[Location annotation dataset excerpts]
-- begin --

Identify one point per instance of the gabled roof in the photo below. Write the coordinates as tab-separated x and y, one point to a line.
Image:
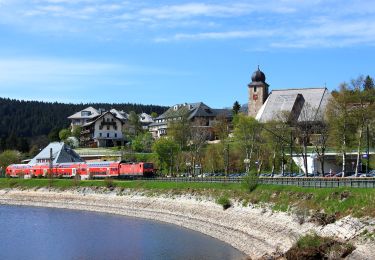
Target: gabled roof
145	118
91	113
314	100
191	110
119	114
101	116
60	153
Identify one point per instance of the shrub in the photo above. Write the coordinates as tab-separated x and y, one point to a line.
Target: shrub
250	182
108	182
224	201
314	247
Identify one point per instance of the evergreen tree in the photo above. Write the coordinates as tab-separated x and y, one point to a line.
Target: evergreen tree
236	108
368	83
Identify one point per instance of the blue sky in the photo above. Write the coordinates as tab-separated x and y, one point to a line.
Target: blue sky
168	52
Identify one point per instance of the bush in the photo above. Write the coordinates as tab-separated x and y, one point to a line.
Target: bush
224	201
109	183
250	182
314	247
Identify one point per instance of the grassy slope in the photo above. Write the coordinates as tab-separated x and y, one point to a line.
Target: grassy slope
338	201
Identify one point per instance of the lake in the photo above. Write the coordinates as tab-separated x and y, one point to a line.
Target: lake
46	233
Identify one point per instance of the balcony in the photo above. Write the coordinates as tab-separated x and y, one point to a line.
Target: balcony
103	123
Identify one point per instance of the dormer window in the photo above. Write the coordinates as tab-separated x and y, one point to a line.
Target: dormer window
85	113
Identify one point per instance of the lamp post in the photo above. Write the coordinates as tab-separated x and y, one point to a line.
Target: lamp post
247	163
188	165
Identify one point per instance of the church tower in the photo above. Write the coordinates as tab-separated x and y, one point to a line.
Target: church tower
258	92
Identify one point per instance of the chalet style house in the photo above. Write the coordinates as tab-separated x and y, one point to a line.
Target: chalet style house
103	131
199	114
101	128
82	117
300	104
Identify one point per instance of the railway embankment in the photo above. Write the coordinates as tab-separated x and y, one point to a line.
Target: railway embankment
258	230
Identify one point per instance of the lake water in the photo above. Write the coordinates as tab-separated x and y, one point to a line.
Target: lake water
45	233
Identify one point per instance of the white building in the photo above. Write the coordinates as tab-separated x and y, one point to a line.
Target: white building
82	117
103	131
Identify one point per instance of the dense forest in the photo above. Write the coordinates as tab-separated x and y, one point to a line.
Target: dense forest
20	121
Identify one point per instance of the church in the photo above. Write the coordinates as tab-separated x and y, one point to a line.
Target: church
299	104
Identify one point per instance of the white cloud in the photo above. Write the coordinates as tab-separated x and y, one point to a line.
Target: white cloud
276	23
219	35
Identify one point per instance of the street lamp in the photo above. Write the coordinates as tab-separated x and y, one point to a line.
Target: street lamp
247	163
188	164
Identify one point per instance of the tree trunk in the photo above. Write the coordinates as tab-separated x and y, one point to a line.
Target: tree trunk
359	150
343	156
322	163
304	155
273	162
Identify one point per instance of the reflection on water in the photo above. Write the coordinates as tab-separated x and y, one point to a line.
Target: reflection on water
44	233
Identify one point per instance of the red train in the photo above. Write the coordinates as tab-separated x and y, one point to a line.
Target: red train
83	169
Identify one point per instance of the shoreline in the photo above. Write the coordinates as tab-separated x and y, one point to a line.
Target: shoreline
255	231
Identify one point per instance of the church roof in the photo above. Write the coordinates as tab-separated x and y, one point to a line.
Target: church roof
303	108
60	153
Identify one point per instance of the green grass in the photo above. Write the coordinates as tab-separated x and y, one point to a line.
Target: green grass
334	201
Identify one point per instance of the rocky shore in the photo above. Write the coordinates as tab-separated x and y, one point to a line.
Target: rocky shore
256	231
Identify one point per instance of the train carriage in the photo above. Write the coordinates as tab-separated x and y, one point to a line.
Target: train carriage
89	170
136	169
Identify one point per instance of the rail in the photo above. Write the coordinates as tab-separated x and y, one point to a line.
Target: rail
301	182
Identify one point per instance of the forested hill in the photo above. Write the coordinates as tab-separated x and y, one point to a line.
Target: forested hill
34	118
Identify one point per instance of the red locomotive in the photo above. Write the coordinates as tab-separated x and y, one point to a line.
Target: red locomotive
83	169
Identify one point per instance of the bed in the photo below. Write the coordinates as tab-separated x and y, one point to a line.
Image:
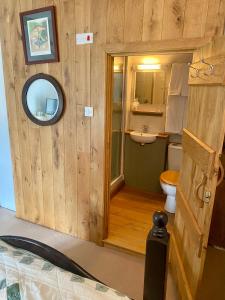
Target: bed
31	270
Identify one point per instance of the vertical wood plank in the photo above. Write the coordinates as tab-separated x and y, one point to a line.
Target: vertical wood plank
98	60
212	19
173	19
47	177
115	21
153	20
68	11
11	102
195	18
59	144
82	83
133	26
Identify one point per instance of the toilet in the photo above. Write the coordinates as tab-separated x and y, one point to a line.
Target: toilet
169	178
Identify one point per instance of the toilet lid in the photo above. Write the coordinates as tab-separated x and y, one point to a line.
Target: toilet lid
170	177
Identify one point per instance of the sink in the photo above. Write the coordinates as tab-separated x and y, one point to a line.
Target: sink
142	137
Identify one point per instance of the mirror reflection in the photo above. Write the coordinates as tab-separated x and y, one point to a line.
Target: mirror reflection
42	100
150	87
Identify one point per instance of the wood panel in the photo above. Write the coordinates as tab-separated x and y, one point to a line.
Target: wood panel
200	153
59	170
203	141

-- end --

Do this: Write every record out again exactly; no pictures belong in the copy.

Result:
Identify one point per instance of the gabled roof in the photo below. Write the coordinates as tab-separated x and y, one point to a line.
Image:
Target: gabled roof
145	118
91	113
314	100
191	110
119	114
101	116
60	153
Identify one point per instance of the shrub in the photo above. Write the coordinates as tab-separated x and y, one point to a line.
Target: shrub
250	182
108	182
224	201
314	247
Identify one point per instance of the evergreen tree in the photo above. Write the coordinates as tab-separated x and y, one point to a line.
Target: evergreen tree
236	108
368	83
Identify one point per instance of the blue sky in the photo above. Write the coordinates as tab-separated x and y, one point to a line.
Target: blue sky
168	52
Identify one point per instance of the bush in the photo above. Write the coordinates as tab-separated x and y, one point to a line.
Target: bush
224	201
109	183
250	182
314	247
Identify one point per instance of the grassy slope in the photo above. Write the coordinates as tab-separated x and y, one point to a line.
Target: grassy slope
338	201
Identify one point per instance of the lake in the photo above. Write the coordinates as tab-separated x and y, one point to a line.
Target: lake
46	233
Identify one point per instance of the balcony in the photo above. Write the coordinates as tab-separated x and y, one point to a line.
Target: balcony
103	123
Identify one point per instance of the dormer window in the photo above. Write the coordinates as tab-separated x and y, one point to a line.
Target: dormer window
85	113
Identify one point per instance of the lamp post in the photo above. Write the coordinates as tab-separated x and y, one point to a line.
Target: lamp post
247	163
188	165
Identify one point per instance of the church tower in the photo above. Write the coordinates as tab-separated x and y, one point to a line.
Target: church tower
258	92
Identify one point per instance of the chalet style house in the photo above. Write the coordinates as tab-separated x and y, one point to a line.
Target: chalet style house
103	131
199	114
101	128
82	117
300	104
Identify one point per instance of the railway embankment in the photo above. Write the coordinates as tab-separated x and y, one point to a line.
Target: railway embankment
258	230
Identify one point per instance of the lake water in the photo above. Write the coordinates as tab-separated x and y, one point to a line.
Target: lake water
45	233
Identify one point per instance of the white building in the photo above. Write the coordinates as tab-separated x and y, one point to a line.
Target: white building
82	117
103	131
Identify one point per instance of the dense forest in the photo above. Write the coordinates as tab-separated x and y, one point to a line.
Target: dense forest
20	121
Identify one point per instance of the church in the photo above. Write the coordinates as tab-separated x and y, one point to a line.
Target: church
299	104
Identify one point per instance of the white cloud in the photo above. Write the coordinates as tab-separated x and y, one point to a line.
Target: white cloud
276	23
219	35
Identify one point per instance of the street lamp in the photo above. Write the coordinates as tab-separated x and y, one point to a line.
Target: street lamp
247	163
188	164
Identify one point per instance of the tree trunk in the photo above. Write the coordinates as tab-separated x and y, one point to a line.
Target: tree trunk
359	150
343	156
322	163
304	155
273	162
Identify one point per instance of the reflection on water in the photo above. Write the coordinates as tab-separated x and y, one point to a line.
Target: reflection on water
44	233
Identify one point per instance of the red train in the photo above. Write the coordinates as tab-separated x and y, one point to a line.
Target: red train
83	169
Identify one point per instance of the shoreline in the photo above. Write the coordinates as tab-separated x and y, one point to a line.
Target: shoreline
255	231
Identify one point per instance of the church roof in the photo above. Write the coordinates as tab-separated x and y, one point to a line.
Target: church roof
303	108
60	153
Identify one point per instance of the green grass in the photo above. Write the coordinates as tab-separated x and y, one point to a line.
Target: green grass
334	201
Identify one point per instance of the rocky shore in the photo above. Write the coordinates as tab-separated x and y, one point to a line.
Target: rocky shore
256	231
Identify one point per instance of the train carriage in the photo above. Write the coordinates as tab-separated x and y, one point to a line.
Target: train carriage
89	170
136	169
Identify one point per instance of the rail in the photo above. Write the coordinates as tab-separated x and y, one point to a line.
Target: rail
301	182
Identify one point per instance of the forested hill in the photo above. Write the coordinates as tab-separated x and y, one point to a line.
Target: forested hill
34	118
Identify one point per instance of the red locomotive in the photo above. Write the coordinates as tab-separated x and y, one point to a line.
Target: red locomotive
83	169
Identify one point per instance of the bed in the photo below. Write the coordinates as tab-separated x and y, one point to a line.
Image:
Target: bed
31	270
Identify one point per instance of the vertical wood plank in the photo above. Write the coordinates as tab-separated x and y, one point to a line.
Target: vertical wood plank
98	60
212	19
173	19
47	177
115	21
153	20
68	11
11	102
195	18
59	144
82	83
133	26
Identify one point per instance of the toilet in the photo above. Write the coordinates as tab-separated x and y, one point to a line.
Target: toilet
169	178
Identify one point per instance of the toilet lid in the photo above. Write the coordinates as tab-separated x and y, one point to a line.
Target: toilet lid
170	177
Identify one point per instance of the sink in the photo above. Write the coordinates as tab-separated x and y, one point to a line.
Target: sink
142	137
Identify one point per instance of the mirror reflection in the photo above. Write the coordinates as tab-separated x and y, one point to a line.
Target: mirror reflection
42	100
150	87
Identify one point per instance of the wood panel in the photo above. Write the coordinates as tab-separated x and y, one point to a line.
Target: wood panel
200	153
59	170
203	141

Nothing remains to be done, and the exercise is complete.